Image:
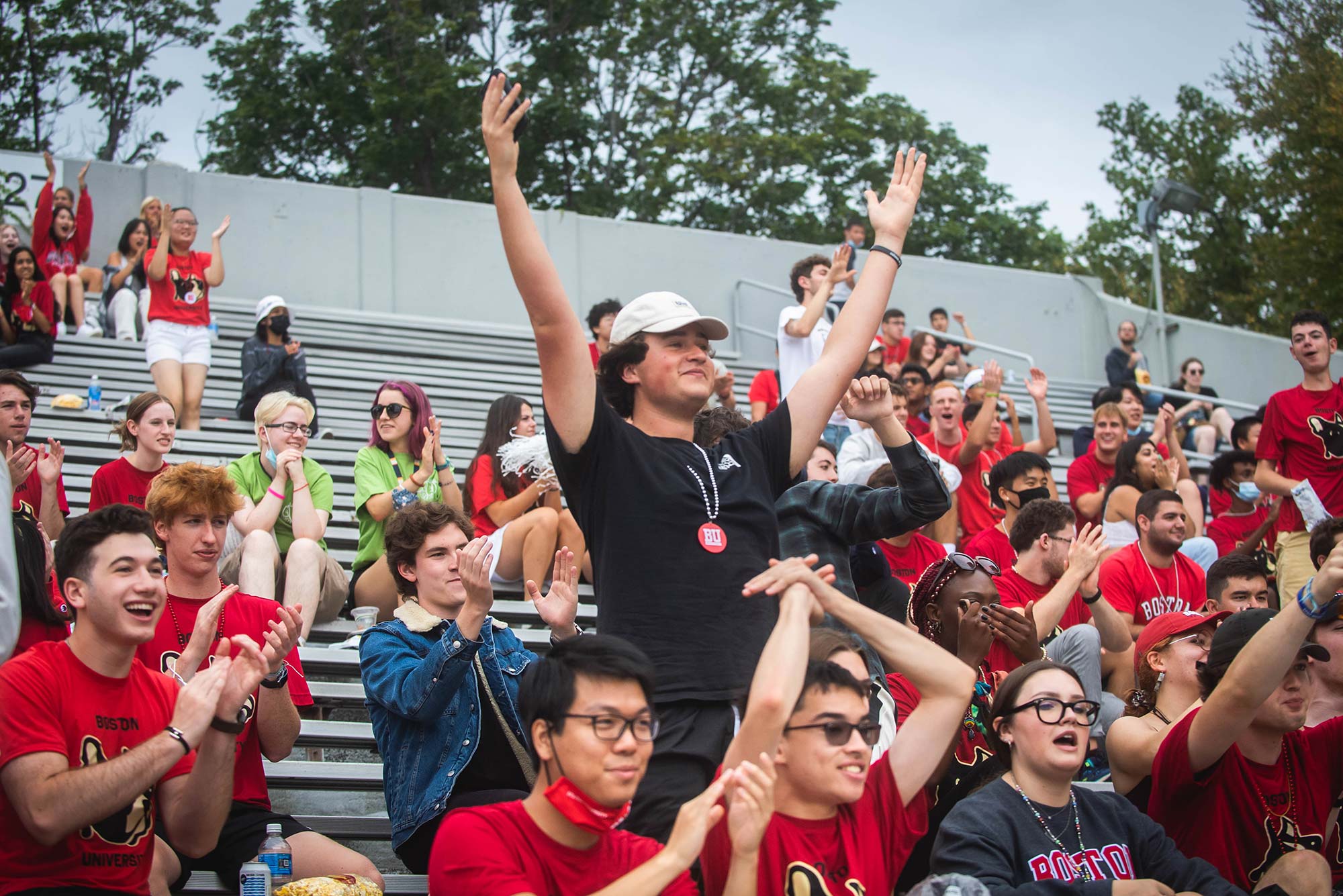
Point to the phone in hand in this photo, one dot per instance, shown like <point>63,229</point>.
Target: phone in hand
---
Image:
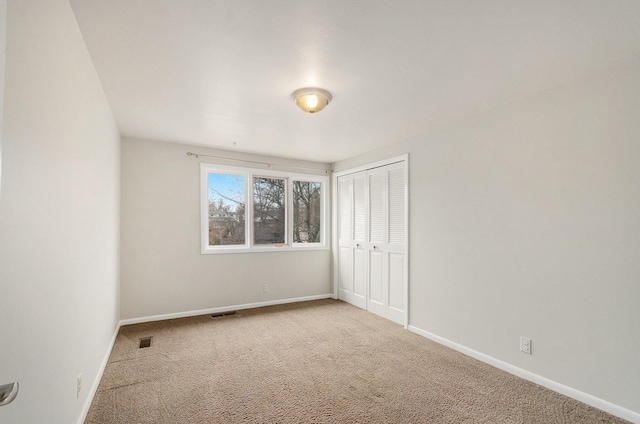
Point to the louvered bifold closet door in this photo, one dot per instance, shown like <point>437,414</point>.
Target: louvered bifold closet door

*WORK REQUIRED*
List every line of the records that contains the word "louvered".

*EXPECTED OUTPUT*
Point to the louvered bifold closet door in this photo, one dot per instance, shown like <point>437,414</point>.
Target: louvered bifold closet door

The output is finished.